A run of records:

# # # # # # #

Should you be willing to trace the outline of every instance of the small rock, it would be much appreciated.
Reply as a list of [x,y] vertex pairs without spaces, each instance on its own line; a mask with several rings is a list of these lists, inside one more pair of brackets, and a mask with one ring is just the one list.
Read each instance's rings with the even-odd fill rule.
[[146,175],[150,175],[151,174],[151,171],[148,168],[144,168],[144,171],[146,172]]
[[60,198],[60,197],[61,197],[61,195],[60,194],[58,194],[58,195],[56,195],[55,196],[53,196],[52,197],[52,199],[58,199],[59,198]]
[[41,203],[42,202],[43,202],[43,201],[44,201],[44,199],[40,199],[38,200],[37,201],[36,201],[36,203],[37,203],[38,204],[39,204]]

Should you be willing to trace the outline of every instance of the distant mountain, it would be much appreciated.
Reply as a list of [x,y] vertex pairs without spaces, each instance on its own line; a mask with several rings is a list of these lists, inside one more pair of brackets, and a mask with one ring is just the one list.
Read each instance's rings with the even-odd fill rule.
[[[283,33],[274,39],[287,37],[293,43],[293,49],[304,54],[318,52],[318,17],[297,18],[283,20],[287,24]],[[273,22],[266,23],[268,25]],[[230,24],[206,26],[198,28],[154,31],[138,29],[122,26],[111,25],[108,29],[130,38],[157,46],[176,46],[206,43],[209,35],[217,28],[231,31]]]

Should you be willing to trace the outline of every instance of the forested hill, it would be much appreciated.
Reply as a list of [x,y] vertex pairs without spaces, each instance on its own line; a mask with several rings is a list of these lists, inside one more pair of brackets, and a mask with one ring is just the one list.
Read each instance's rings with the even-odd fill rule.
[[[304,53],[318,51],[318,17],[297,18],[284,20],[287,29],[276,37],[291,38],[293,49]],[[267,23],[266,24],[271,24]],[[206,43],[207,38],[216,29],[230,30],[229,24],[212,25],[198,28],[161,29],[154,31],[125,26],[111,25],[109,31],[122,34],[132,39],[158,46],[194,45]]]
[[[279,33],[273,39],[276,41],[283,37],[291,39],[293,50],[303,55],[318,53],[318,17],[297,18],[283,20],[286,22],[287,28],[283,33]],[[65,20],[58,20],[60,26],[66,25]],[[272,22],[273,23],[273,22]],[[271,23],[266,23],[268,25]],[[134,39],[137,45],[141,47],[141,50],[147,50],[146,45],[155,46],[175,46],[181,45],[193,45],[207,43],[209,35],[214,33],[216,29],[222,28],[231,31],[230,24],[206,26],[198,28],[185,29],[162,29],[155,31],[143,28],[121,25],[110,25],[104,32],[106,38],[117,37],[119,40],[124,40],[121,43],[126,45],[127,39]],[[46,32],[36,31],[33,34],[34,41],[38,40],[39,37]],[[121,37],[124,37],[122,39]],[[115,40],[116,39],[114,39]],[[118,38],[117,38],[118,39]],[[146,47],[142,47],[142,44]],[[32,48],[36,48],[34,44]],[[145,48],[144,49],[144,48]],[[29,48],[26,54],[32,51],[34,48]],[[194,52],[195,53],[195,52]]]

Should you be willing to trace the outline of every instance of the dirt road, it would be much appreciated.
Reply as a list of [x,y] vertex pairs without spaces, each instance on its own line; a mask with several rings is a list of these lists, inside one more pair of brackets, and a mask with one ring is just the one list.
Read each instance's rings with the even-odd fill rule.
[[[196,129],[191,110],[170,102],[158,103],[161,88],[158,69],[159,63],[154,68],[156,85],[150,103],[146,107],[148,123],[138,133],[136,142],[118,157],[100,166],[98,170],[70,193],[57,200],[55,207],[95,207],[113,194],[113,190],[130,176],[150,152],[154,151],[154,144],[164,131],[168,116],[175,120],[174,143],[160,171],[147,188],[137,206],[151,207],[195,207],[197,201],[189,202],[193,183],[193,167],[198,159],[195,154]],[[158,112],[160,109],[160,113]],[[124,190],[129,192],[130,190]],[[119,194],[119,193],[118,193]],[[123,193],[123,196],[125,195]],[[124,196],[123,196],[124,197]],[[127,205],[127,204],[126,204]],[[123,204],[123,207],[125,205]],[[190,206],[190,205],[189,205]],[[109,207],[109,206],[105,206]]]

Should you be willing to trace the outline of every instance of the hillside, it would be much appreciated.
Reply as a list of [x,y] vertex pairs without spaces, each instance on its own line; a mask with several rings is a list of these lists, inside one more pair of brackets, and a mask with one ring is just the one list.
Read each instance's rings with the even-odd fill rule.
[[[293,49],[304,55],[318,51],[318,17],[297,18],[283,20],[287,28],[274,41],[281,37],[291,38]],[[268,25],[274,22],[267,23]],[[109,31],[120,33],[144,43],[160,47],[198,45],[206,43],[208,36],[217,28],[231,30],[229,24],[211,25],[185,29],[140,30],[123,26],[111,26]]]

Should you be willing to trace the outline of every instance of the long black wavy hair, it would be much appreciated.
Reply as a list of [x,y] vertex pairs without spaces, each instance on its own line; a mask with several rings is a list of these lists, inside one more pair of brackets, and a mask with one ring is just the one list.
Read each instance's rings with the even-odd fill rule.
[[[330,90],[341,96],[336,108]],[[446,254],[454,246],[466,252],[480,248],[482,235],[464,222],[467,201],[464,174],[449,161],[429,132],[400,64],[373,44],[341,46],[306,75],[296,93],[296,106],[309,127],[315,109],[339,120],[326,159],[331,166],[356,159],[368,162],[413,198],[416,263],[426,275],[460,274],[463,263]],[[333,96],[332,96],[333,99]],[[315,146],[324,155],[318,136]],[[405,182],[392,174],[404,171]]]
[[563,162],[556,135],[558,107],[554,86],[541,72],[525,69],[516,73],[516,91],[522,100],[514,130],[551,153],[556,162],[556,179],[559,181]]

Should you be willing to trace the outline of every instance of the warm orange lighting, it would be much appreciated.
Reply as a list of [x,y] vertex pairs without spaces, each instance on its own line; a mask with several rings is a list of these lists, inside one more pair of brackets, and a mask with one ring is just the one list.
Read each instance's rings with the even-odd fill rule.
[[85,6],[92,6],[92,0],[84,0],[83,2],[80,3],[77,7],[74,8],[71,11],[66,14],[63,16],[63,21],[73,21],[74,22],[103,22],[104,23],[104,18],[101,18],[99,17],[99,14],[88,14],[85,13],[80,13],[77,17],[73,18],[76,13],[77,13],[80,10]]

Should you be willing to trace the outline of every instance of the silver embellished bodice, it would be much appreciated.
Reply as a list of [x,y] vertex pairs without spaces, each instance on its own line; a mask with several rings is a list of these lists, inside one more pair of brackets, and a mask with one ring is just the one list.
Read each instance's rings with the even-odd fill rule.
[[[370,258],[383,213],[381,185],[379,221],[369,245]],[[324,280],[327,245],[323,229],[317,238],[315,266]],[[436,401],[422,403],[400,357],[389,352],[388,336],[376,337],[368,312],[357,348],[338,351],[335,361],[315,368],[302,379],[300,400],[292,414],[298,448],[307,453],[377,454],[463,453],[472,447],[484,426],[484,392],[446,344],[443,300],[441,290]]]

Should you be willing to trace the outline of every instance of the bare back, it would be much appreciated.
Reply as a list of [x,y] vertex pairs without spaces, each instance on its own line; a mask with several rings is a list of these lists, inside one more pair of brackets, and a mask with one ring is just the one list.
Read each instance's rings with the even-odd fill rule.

# # # # # # #

■ **Requirements**
The records above need to be transcribed in full. Keep every character unchanged.

■ **Written answer**
Should you be willing to trace the outline of every instance of the small rock, it would be much appreciated.
Reply as a list of [x,y] vertex pairs without spaces, each instance on its own line; a mask with several rings is a list of these lists, inside one more pair of brackets, and a mask with one ring is just the one list.
Read each instance's rings with the even-odd fill rule.
[[146,175],[150,175],[151,174],[151,171],[148,168],[144,168],[144,171],[146,172]]
[[60,198],[60,197],[61,197],[61,195],[60,194],[58,194],[58,195],[56,195],[55,196],[53,196],[52,197],[52,199],[58,199],[59,198]]
[[41,203],[42,202],[43,202],[43,201],[44,201],[44,199],[40,199],[38,200],[37,201],[36,201],[36,203],[37,203],[38,204],[39,204]]

Should you be willing to trace the outline of every instance of the distant mountain, it would be much appreciated.
Reply as a list of [x,y] vertex pairs without spaces, each instance on its own line; a mask with several rings is a list of these lists, inside one more pair of brackets, and a mask with one ring is just the one list.
Read each instance's rings with the even-odd fill rule.
[[[283,33],[274,39],[287,37],[293,43],[293,49],[304,54],[318,52],[318,17],[297,18],[283,20],[287,24]],[[273,22],[266,23],[268,25]],[[230,24],[206,26],[198,28],[154,31],[138,29],[122,26],[111,25],[108,29],[130,38],[157,46],[176,46],[206,43],[209,35],[217,28],[231,31]]]

Should you be willing to trace the outline of every instance of the forested hill, it would be much appreciated.
Reply as a list of [x,y] vertex pairs without spaces, each instance on its own line; a mask with several rings is a list of these lists, inside one more pair of brackets, and a mask with one ring is just the one list.
Read each instance's rings with the even-odd fill rule.
[[[304,53],[318,51],[318,17],[297,18],[284,20],[287,29],[276,37],[291,38],[293,49]],[[267,23],[266,24],[271,24]],[[206,43],[207,38],[216,29],[230,30],[229,24],[212,25],[198,28],[161,29],[154,31],[125,26],[111,25],[109,31],[122,34],[132,39],[158,46],[194,45]]]
[[[279,33],[273,39],[276,41],[283,37],[291,39],[293,50],[303,55],[318,53],[318,17],[297,18],[283,20],[286,22],[287,28],[283,33]],[[65,20],[58,20],[60,26],[66,25]],[[272,22],[273,23],[273,22]],[[271,23],[266,23],[268,25]],[[134,39],[137,45],[141,47],[141,50],[147,50],[146,45],[155,46],[175,46],[181,45],[193,45],[207,43],[209,35],[214,33],[216,29],[222,28],[231,31],[230,24],[206,26],[198,28],[185,29],[162,29],[155,31],[143,28],[121,25],[110,25],[104,32],[106,38],[117,37],[119,40],[124,40],[121,43],[126,45],[127,39]],[[46,32],[36,31],[33,34],[34,41],[38,40],[39,37]],[[121,37],[124,37],[122,39]],[[115,40],[116,39],[114,39]],[[118,38],[117,38],[118,39]],[[146,47],[142,47],[142,44]],[[32,48],[36,48],[34,44]],[[145,48],[144,49],[144,48]],[[29,48],[26,54],[32,51],[34,48]],[[194,52],[195,53],[195,52]]]

Should you be willing to trace the outline of every instance of the dirt road, it would be much appreciated.
Reply as a list of [x,y] vertex pairs without spaces, each instance on its own line; a mask with several rings is a list of these lists, inside one more pair of brackets, and a mask with one ring is just the one list.
Read each instance's rings with the even-odd fill rule.
[[[196,129],[191,110],[170,102],[158,103],[161,88],[158,69],[159,63],[154,68],[156,85],[150,103],[146,107],[148,123],[138,133],[136,142],[118,157],[100,166],[98,170],[70,193],[57,200],[55,207],[95,207],[113,194],[113,190],[130,176],[150,152],[154,151],[154,144],[164,131],[168,116],[175,120],[174,143],[160,171],[147,188],[137,206],[151,207],[195,207],[197,201],[189,202],[193,183],[193,167],[198,159],[195,154]],[[158,112],[160,109],[160,113]],[[124,190],[129,192],[130,190]],[[119,194],[119,193],[118,193]],[[123,193],[123,196],[125,195]],[[124,196],[123,196],[124,197]],[[127,205],[127,204],[126,204]],[[123,204],[123,207],[125,205]],[[190,206],[190,205],[189,205]],[[109,207],[109,206],[105,206]]]

Should you be willing to trace the outline of every instance of the hillside, it would be much appreciated.
Reply as a list of [x,y] vertex pairs without spaces, each instance on its own line; a mask with several rings is a list of these lists, inside one more pair of brackets, and a mask with one ring is just the one list.
Read each instance's rings with the even-odd fill rule.
[[[293,49],[304,55],[318,51],[318,17],[297,18],[283,20],[287,28],[274,41],[281,37],[291,38]],[[268,25],[274,22],[267,23]],[[109,31],[120,33],[144,43],[160,47],[198,45],[206,43],[208,36],[217,28],[231,30],[229,24],[211,25],[185,29],[140,30],[123,26],[111,26]]]

Should you be willing to trace the outline of every instance of the long black wavy hair, it would be much appreciated.
Reply as a list of [x,y] vertex pairs without spaces, each instance on its own line; a mask with several rings is a list of these lists, inside one more pair of brackets, and a mask with one ring is just the one list.
Read each instance's rings with the even-odd fill rule.
[[[330,90],[341,96],[336,108]],[[446,254],[454,246],[466,252],[480,248],[482,235],[464,222],[467,201],[464,174],[449,161],[429,132],[400,64],[373,44],[341,46],[306,75],[296,93],[296,106],[309,127],[315,109],[339,120],[326,159],[331,166],[356,159],[368,162],[413,198],[416,263],[426,275],[460,274],[463,263]],[[333,96],[332,96],[333,99]],[[315,146],[324,155],[318,136]],[[405,182],[392,174],[404,171]]]
[[563,162],[556,135],[558,107],[554,86],[541,72],[525,69],[516,73],[516,91],[522,100],[514,130],[551,153],[556,162],[556,179],[559,181]]

Should you be willing to trace the outline of every instance of the warm orange lighting, it would be much appreciated.
Reply as a list of [x,y] vertex pairs without spaces, each instance on its own line; a mask with several rings is a list of these lists, inside one more pair of brackets, and a mask with one ring is just the one list.
Read each instance's rings with the even-odd fill rule.
[[85,6],[92,6],[92,0],[84,0],[83,2],[80,3],[77,7],[74,8],[71,11],[66,14],[63,16],[63,21],[73,21],[74,22],[103,22],[104,23],[104,18],[101,18],[99,17],[99,14],[88,14],[85,13],[80,13],[77,17],[73,18],[76,13],[77,13],[80,10]]

Should you be willing to trace the outline of every instance of the silver embellished bodice, it would be much appreciated.
Reply as a list of [x,y] vertex pairs without spaces, each instance on its own line; a mask with several rings is a list of these lists, inside one more pair of brackets, and a mask with one ring is just the one list.
Read each instance's rings with the even-odd fill rule.
[[[370,258],[383,213],[381,185],[379,221],[369,245]],[[324,280],[327,245],[323,229],[317,238],[315,266]],[[436,401],[422,403],[400,357],[389,352],[388,336],[376,337],[368,312],[357,348],[338,351],[335,361],[315,368],[302,379],[300,400],[292,414],[298,448],[307,453],[377,454],[463,453],[472,447],[484,426],[484,392],[446,344],[443,300],[441,290]]]

Should you be willing to trace the outline of every instance of the bare back, it would be much appreciated.
Reply as a list of [x,y] vertex pairs without spaces, each instance on its own line; a mask with several rings is a list of these lists, inside one more pair of brackets, and a mask with one ring is just the one list.
Read each instance's rings with the even-odd fill rule.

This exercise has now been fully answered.